>> begin

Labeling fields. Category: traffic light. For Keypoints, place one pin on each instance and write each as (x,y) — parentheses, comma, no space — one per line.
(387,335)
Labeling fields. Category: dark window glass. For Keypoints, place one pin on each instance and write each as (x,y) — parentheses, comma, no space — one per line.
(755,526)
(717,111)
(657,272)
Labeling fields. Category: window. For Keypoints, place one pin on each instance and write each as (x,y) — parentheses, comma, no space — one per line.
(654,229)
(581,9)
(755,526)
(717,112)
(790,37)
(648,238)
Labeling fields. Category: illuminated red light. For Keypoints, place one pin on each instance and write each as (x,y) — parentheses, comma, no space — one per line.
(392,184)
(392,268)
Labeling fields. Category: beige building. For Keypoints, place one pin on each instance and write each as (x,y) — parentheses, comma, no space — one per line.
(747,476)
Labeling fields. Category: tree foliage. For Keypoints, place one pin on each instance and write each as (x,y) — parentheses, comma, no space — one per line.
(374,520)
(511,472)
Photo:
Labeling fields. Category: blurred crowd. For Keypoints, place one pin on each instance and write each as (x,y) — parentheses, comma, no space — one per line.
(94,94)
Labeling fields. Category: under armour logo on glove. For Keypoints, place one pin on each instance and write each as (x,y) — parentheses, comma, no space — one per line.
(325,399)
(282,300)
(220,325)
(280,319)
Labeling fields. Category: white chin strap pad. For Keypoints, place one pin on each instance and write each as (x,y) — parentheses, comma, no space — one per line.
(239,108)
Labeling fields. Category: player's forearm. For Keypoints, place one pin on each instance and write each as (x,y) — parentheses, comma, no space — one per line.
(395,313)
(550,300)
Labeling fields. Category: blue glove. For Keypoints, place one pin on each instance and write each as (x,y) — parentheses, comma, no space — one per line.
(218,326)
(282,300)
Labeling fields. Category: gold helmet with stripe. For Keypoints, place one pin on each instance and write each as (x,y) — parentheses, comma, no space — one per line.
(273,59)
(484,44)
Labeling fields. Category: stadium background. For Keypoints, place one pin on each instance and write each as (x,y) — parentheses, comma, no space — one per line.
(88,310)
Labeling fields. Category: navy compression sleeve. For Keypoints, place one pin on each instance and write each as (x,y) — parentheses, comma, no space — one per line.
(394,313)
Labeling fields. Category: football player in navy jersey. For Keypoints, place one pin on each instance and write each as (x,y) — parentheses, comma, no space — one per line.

>> end

• Aim of the task: Rewrite the material from the line containing "Labeling fields. Category: navy" through its final line, keeping every line and increasing each coordinate in the answers by 6.

• Solution for this exercise:
Labeling fields. Category: navy compression sleeve. For Keypoints, place one pin on each instance and write each as (x,y) — parentheses, comma, no space — one per line.
(400,319)
Labeling fields. Category: football player in navy jersey. For Keypoints, place one pin on each instance and write each as (x,y) — parentheses, comma, no space — one per line.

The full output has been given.